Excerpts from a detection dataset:
....

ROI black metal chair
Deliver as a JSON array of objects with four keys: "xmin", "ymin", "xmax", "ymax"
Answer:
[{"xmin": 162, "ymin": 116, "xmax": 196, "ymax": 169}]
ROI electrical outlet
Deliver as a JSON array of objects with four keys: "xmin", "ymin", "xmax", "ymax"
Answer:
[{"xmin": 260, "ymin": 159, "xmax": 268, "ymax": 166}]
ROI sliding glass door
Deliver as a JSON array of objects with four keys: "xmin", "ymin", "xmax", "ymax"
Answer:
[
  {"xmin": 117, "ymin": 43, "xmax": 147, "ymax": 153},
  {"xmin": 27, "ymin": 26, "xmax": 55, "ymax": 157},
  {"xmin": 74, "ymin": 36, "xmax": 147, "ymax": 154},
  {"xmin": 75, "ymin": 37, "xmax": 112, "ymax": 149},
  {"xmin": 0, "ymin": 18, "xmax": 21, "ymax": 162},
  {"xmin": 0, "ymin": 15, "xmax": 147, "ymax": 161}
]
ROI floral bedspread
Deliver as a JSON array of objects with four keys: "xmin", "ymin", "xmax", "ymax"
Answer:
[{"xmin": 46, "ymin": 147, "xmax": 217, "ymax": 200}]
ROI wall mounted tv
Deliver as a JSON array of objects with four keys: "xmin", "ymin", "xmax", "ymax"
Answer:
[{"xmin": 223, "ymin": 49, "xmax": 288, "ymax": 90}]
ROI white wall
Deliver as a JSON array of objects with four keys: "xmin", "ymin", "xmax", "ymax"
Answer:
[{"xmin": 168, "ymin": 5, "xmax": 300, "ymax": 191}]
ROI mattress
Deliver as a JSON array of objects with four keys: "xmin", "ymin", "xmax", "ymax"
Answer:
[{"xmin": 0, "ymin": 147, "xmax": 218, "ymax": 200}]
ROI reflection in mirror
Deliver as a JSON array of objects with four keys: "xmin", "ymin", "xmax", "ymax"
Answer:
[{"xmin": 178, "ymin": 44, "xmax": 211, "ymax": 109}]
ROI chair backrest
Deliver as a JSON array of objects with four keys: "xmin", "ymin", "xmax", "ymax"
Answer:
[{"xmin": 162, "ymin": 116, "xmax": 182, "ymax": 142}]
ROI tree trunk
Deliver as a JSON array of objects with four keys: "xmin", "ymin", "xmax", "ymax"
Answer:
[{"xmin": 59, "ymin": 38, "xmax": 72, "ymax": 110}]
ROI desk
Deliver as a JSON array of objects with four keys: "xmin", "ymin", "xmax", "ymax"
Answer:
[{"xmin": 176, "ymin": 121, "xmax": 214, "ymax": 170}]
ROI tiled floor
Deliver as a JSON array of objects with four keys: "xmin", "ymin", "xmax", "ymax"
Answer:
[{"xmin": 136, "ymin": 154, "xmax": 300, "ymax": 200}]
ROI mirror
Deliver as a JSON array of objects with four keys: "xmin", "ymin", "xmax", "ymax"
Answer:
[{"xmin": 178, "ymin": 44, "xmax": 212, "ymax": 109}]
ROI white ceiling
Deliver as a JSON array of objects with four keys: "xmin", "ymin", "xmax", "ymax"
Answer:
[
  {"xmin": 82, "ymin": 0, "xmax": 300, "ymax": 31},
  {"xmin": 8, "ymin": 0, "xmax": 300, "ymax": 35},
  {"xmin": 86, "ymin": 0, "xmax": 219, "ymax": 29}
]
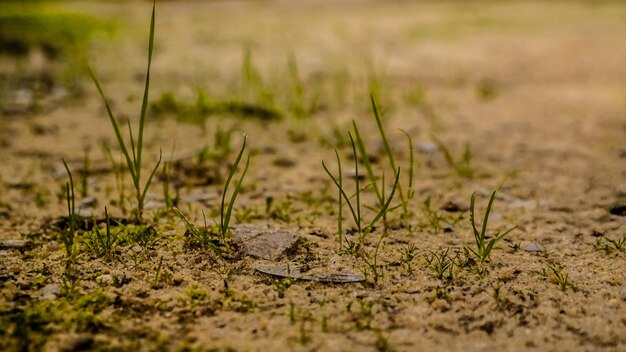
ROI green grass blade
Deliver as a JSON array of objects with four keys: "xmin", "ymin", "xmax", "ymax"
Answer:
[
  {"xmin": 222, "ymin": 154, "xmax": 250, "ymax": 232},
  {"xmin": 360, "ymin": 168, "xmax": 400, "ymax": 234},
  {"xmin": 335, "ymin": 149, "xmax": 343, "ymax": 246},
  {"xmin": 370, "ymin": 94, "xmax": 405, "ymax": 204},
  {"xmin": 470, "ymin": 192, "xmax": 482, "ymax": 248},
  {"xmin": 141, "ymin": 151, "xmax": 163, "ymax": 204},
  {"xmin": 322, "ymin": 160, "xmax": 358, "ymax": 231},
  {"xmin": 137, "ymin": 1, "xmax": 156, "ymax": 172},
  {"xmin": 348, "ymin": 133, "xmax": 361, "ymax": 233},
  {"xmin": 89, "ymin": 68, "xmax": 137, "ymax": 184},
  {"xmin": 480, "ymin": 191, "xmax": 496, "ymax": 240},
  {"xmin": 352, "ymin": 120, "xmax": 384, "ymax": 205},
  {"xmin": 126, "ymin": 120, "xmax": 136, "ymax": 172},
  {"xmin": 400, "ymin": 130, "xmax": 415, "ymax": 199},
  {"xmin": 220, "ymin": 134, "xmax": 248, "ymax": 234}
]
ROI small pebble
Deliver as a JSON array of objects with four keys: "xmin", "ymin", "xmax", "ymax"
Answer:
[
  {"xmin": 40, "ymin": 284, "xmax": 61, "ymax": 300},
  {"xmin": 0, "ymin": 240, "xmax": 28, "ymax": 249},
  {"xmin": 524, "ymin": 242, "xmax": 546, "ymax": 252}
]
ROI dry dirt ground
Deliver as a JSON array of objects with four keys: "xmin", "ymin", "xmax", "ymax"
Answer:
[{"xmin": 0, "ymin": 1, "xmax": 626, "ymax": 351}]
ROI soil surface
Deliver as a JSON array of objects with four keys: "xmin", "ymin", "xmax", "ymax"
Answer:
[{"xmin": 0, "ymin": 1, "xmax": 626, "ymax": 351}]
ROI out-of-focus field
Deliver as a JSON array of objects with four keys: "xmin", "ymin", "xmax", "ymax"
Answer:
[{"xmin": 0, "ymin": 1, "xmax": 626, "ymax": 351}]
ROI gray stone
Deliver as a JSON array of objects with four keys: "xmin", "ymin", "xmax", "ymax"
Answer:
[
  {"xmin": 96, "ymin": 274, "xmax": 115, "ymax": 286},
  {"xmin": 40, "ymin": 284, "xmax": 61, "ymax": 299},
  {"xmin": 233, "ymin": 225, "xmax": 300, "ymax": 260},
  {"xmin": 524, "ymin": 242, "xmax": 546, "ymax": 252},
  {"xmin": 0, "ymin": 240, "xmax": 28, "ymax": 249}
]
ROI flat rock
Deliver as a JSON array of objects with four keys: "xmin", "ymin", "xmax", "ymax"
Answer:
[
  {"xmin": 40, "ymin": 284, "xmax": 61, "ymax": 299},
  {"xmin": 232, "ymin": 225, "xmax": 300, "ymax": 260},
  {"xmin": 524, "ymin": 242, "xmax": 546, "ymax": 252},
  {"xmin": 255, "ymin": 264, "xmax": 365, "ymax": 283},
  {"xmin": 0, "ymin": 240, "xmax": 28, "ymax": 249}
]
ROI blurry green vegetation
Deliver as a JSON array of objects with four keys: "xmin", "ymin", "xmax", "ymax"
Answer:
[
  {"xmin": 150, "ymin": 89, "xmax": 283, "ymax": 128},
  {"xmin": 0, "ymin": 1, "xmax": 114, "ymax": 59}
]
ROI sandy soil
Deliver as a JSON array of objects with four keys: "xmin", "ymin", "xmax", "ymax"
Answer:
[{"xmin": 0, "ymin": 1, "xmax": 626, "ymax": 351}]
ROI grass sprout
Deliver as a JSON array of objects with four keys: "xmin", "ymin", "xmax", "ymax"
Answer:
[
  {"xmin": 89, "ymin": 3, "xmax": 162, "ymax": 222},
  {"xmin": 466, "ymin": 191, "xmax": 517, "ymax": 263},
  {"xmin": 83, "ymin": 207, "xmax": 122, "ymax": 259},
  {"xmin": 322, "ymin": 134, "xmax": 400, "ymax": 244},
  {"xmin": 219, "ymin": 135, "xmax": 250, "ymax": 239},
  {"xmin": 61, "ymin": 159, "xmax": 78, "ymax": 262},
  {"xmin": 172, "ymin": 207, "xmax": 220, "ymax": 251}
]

....

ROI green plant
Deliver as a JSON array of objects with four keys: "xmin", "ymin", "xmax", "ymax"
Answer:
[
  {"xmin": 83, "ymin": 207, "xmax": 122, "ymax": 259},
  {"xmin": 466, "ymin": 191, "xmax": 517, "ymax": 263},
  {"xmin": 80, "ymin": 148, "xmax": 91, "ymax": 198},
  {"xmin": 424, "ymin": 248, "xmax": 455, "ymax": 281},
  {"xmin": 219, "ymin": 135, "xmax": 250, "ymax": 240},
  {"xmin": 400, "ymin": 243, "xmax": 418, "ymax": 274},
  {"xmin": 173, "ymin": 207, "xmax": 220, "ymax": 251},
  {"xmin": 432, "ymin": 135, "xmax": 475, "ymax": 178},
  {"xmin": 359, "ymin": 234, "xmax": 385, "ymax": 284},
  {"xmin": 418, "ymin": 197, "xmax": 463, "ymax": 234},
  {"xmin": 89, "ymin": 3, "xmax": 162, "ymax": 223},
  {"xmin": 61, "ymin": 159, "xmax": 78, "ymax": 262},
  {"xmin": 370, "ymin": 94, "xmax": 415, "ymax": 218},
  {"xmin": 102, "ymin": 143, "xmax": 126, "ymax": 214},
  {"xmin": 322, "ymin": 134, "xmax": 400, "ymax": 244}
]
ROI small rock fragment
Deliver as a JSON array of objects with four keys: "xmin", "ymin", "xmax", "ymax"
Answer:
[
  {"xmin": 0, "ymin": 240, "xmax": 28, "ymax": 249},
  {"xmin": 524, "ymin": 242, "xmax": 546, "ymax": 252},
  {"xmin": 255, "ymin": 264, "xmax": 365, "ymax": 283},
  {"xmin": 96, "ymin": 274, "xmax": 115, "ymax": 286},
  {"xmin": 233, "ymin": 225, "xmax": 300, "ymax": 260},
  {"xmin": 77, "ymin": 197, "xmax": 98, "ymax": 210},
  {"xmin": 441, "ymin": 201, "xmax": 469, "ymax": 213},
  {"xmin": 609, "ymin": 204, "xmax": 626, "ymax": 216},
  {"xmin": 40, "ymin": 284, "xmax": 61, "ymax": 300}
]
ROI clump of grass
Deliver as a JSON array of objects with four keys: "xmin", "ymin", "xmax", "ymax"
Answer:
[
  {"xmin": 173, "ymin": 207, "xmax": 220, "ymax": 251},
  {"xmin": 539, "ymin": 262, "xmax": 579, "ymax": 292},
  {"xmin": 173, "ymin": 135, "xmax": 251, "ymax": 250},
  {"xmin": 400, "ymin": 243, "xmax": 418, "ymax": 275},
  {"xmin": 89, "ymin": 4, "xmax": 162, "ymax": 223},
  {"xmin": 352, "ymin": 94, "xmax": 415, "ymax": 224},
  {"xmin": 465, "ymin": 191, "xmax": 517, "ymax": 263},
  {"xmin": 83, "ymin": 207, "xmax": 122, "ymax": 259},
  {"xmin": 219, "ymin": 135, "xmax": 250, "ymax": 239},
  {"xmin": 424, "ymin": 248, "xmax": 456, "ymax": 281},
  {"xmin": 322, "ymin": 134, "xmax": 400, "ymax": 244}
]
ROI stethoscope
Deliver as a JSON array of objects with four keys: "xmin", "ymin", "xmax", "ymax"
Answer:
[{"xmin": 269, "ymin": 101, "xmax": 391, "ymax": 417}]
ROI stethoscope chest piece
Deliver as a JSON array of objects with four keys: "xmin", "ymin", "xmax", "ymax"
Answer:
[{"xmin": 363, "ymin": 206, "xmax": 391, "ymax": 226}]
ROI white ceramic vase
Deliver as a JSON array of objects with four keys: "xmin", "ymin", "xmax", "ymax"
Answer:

....

## Problem description
Locate every line in the items above that contains the word "rock", and copy each of those lines in full.

## Result below
ROI flat rock
ROI small rock fragment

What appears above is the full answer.